## start

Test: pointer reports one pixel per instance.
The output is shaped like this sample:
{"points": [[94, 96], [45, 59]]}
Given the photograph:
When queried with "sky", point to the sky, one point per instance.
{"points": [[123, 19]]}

## end

◆ Your objective ◆
Rewrite all of the material above in full, requests included, and shift every point coordinate in the answers by adding 35 to it. The sample in the requests stays unchanged.

◆ Right answer ◆
Test: pointer reports one pixel per instance.
The output is shaped like this sample:
{"points": [[94, 96], [45, 59]]}
Given the photograph:
When queried with "sky", point to the sky, one point per instance.
{"points": [[158, 54]]}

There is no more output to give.